ENTRIES SUPPLIED —
============================================================

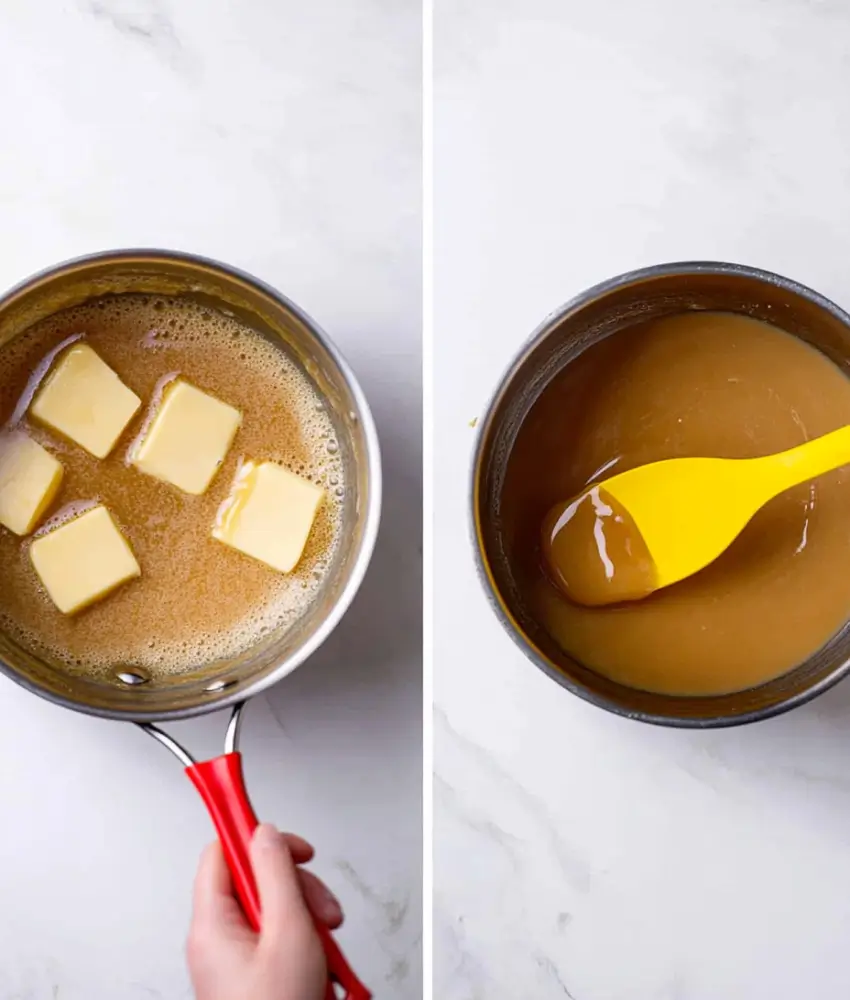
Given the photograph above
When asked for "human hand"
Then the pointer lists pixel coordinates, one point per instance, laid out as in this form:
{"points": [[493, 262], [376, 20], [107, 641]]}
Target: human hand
{"points": [[227, 959]]}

============================================================

TASK OBJECTIVE — After removing the pictures, set down every record above exactly as it stands.

ANSWER AREA —
Given the photograph above
When asked for "human hand"
Then the pointer lists pixel coordinates, one point per instance, laid out as in this form:
{"points": [[493, 262], [376, 20], [107, 641]]}
Target: human hand
{"points": [[227, 959]]}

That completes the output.